**TASK DETAILS**
Transcribe the full listing exactly, and drop every picture.

**EXERCISE MATERIALS**
★ ★ ★ ★

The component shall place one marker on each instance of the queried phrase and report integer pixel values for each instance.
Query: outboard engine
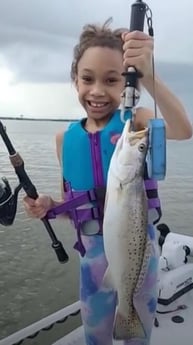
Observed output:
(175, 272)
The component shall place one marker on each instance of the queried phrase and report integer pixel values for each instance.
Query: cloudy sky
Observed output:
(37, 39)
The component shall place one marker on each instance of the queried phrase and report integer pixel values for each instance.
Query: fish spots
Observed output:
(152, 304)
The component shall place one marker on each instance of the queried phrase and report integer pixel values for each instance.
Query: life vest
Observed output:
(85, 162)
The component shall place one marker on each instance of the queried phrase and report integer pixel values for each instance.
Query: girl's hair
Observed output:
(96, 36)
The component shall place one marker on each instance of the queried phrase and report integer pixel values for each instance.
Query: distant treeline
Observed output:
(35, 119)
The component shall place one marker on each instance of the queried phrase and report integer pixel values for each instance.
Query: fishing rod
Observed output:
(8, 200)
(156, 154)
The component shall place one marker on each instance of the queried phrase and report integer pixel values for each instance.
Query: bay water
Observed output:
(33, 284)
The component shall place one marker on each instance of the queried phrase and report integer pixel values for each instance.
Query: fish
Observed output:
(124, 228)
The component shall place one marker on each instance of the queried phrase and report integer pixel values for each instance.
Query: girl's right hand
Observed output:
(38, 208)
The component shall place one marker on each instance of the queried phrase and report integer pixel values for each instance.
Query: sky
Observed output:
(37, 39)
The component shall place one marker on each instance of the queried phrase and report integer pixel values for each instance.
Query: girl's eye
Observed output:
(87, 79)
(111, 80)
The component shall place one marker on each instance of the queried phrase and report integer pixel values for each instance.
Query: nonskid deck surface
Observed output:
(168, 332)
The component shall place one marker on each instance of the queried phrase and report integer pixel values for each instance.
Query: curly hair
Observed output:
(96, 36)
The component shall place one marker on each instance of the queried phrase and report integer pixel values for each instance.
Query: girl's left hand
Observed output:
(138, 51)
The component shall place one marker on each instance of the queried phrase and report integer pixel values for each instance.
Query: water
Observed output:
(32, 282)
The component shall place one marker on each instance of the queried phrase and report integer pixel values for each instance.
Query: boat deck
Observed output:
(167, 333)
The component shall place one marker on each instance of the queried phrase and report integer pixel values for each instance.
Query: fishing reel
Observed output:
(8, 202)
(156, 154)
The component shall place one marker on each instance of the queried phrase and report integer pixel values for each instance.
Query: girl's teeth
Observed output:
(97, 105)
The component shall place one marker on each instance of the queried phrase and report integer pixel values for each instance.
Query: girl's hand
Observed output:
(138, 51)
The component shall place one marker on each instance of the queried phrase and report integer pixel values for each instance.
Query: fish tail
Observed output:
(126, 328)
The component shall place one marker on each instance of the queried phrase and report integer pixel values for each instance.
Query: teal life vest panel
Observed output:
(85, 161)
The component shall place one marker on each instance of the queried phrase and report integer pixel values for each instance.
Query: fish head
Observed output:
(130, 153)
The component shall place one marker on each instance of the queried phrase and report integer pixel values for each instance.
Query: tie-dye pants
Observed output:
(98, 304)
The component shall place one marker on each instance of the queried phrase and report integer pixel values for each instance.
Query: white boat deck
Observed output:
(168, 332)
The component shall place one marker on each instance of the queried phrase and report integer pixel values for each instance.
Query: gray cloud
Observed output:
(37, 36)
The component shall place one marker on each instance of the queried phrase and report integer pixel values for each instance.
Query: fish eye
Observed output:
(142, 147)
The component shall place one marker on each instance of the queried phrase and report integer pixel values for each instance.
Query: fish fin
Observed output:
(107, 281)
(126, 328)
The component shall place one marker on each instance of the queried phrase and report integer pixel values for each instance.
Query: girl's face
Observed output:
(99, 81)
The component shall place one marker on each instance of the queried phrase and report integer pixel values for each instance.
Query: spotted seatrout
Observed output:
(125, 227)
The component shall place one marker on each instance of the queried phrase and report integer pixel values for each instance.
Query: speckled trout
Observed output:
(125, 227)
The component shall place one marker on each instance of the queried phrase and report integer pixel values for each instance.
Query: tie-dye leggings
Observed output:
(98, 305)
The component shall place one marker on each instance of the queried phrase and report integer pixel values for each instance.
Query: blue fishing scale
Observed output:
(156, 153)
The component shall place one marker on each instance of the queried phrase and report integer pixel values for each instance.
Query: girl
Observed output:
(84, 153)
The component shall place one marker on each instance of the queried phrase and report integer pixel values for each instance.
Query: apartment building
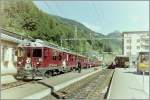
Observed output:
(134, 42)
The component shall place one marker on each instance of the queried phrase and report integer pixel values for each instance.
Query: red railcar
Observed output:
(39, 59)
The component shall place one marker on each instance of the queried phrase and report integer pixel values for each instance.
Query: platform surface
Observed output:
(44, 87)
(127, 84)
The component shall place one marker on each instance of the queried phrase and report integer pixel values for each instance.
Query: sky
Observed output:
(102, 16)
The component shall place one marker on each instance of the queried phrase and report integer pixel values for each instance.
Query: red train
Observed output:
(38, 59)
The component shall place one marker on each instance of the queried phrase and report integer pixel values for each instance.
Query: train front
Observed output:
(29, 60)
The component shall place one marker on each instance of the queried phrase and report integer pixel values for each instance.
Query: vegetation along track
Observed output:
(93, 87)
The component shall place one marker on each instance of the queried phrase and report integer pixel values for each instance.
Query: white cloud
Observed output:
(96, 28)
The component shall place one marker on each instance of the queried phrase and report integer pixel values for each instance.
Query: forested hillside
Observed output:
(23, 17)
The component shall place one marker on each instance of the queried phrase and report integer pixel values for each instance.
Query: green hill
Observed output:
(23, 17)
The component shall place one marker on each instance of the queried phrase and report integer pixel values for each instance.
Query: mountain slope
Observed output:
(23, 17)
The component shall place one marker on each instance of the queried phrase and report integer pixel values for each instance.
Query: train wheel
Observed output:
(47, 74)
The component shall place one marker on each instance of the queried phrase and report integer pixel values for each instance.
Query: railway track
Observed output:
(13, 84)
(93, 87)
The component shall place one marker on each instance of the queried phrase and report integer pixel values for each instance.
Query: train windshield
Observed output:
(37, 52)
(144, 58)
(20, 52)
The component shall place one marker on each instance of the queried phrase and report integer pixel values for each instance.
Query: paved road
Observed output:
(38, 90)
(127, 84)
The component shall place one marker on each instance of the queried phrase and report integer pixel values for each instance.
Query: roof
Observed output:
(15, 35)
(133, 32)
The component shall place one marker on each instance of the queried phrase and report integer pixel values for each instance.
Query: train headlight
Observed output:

★ ★ ★ ★

**TASK OUTPUT**
The component shall place one marker on each instance of the queried phrase and report integer pixel values for each instance.
Query: outboard engine
Observed output:
(175, 272)
The component shall place one marker on each instance of the queried phrase and report integer pixel values for each instance.
Query: cloudy sky
Observed output:
(37, 39)
The component shall place one marker on each instance of the queried phrase and report integer pixel values for each instance.
Query: fish spots
Observed output:
(152, 304)
The component shall place one marker on each instance of the queried phrase and report integer pixel values for each instance.
Query: life vest
Observed output:
(85, 162)
The component shall place one marker on each instance of the queried phrase and report integer pixel values for each instance.
Query: girl's hair
Observed output:
(96, 36)
The component shall place one marker on each instance of the queried phrase and report integer pixel values for each instance.
Query: distant treeline
Observed output:
(35, 119)
The component shall place one marker on each instance of the queried phrase and report integer pixel values for each instance.
Query: fishing rod
Observed output:
(8, 200)
(156, 154)
The component shall place one marker on each instance of the queried phrase and report integer pixel values for each instance.
Query: bay water
Observed output:
(33, 284)
The component shall place one marker on each instance of the queried phrase and report integer pixel values for each instance.
Query: fish
Observed output:
(124, 228)
The component shall place one marker on each instance of the queried phrase and report integer pixel values for each instance.
Query: girl's right hand
Observed output:
(38, 208)
The component shall place one marker on each instance of the queried phrase and report integer pixel values for each instance.
Query: sky
Observed output:
(37, 39)
The component shall place one marker on each instance of the queried phrase and report integer pixel values for each instance.
Query: girl's eye
Observed output:
(87, 79)
(111, 80)
The component shall place one marker on each instance of the queried phrase and report integer pixel values for each instance.
Query: nonskid deck surface
Observed output:
(168, 332)
The component shall place one marker on each instance of the queried phrase and report integer pixel values for each instance.
Query: curly hair
Observed output:
(96, 36)
The component shall place one marker on each instance of the queried phrase and report integer pixel values for each instance.
Query: girl's left hand
Observed output:
(138, 51)
The component shall place one marker on each instance of the queried phrase and report integer pixel values for each instance.
Query: water
Observed output:
(32, 282)
The component shall place one marker on each instance of the queried phrase and report integer pixel values for each instance.
Query: boat deck
Observed output:
(167, 333)
The component shall place one marker on each instance of the queried phrase and report integer pixel values for each instance.
Query: fishing reel
Observed output:
(8, 202)
(156, 154)
The component shall place one marker on each instance of the queried phrase and report integer pixel values for each instance.
Query: girl's teeth
Observed output:
(97, 105)
The component shall place one marker on each instance of the queried phrase and report integer pixel values for each instance.
Query: girl's hand
Observed output:
(138, 51)
The component shall place one marker on each instance of the queried phrase and report integer pixel values for each instance.
Query: fish tail
Observed output:
(126, 328)
The component shall place one marker on each instance of the queried phrase and report integer pixel values for each instance.
Query: teal life vest panel
Observed output:
(85, 161)
The component shall place one marker on each instance of the queried phrase and report integer pixel values for each instance.
Query: fish head
Observed output:
(130, 153)
The component shall place one marker on each instance of the queried phrase and report integer pixel values for each instance.
Query: tie-dye pants
Observed output:
(98, 304)
The component shall place one marker on each instance of the queried phrase and report integer pixel values for each instance.
Query: white boat deck
Observed output:
(168, 332)
The component shall place one marker on each instance of the queried phrase and report integer pixel values for each instance.
Query: gray cloud
Observed output:
(37, 36)
The component shall place one marker on each instance of the queried phrase and report integer pixel values for each instance.
Query: fish eye
Observed output:
(142, 147)
The component shall place one marker on each instance of the queried phrase and report integer pixel values for each instance.
Query: fish fin
Observed output:
(107, 281)
(126, 328)
The component shall place one marker on each instance of the queried phrase and report integer pixel values for each instance.
Query: girl's face
Observed output:
(99, 81)
The component shall place one marker on each instance of the queried phrase and report integer pixel values for each instance.
Query: spotted seatrout
Observed output:
(125, 227)
The component shall place one marker on each instance of the queried phrase and report integer pixel values for each instance.
Query: speckled trout
Observed output:
(125, 227)
The component shall place one marker on each instance of the queried phrase and report integer pixel values for each instance.
Query: tie-dye leggings
Observed output:
(98, 305)
The component shall place one marker on each instance of the queried phrase and report integer pixel values for each instance.
Query: blue fishing scale
Observed output:
(156, 153)
The component shall place one marker on each instance of the queried phrase and report integer pixel values for each instance.
Query: girl
Observed output:
(84, 153)
The component shall place one marker on each instance of the queried phrase and report integer pixel values for each instance.
Query: apartment building
Observed output:
(134, 42)
The component shall place one marker on each instance of the queried phrase and report integer pixel values for each instance.
Query: red railcar
Observed output:
(39, 59)
The component shall place one marker on each instance of the queried phrase and report integer pixel values for each instance.
Query: platform surface
Observed output:
(44, 87)
(127, 84)
The component shall place one marker on each instance of the queried phrase and report integer pixel values for each instance.
Query: sky
Observed output:
(102, 16)
The component shall place one marker on each instance of the queried phrase and report integer pixel values for each instance.
Query: red train
Observed output:
(38, 59)
The component shall place one marker on each instance of the queried phrase and report integer pixel values for each instance.
Query: train front
Observed output:
(29, 60)
The component shall place one marker on each instance of the queried phrase and report integer pixel values for each instance.
Query: vegetation along track
Observed output:
(93, 87)
The component shall place one marker on each instance of the queried phrase and report integer pixel values for each instance.
Query: white cloud
Observed output:
(96, 28)
The component shall place one marker on each instance of the queried phrase and report integer pixel values for each instance.
Query: forested hillside
Observed output:
(23, 17)
The component shall place one marker on each instance of the queried phrase and report integer pixel values for each instance.
Query: green hill
Observed output:
(23, 17)
The component shall place one marker on each instance of the queried phrase and report integer pixel values for each instance.
Query: mountain slope
Observed output:
(23, 17)
The component shall place one marker on each instance of the queried phrase and report integer pixel values for each instance.
Query: train wheel
Observed output:
(47, 74)
The component shall place one marker on each instance of the queried phrase and report integer pixel values for each instance.
Query: railway track
Observed output:
(13, 84)
(93, 87)
The component shall place one marker on each instance of the queried phrase and report integer pixel values for each instance.
Query: train windshield
Observed output:
(37, 52)
(144, 58)
(20, 52)
The component shall place one marker on each instance of the queried phrase and report integer pixel values for each instance.
Query: paved road
Observed output:
(38, 90)
(127, 84)
The component shall place one marker on each instance of the queried phrase and report integer pixel values for each instance.
Query: roof
Observed output:
(15, 35)
(133, 32)
The component shall place one marker on each instance of the queried phrase and report integer pixel values for each instance.
Query: train headlight
Observed output:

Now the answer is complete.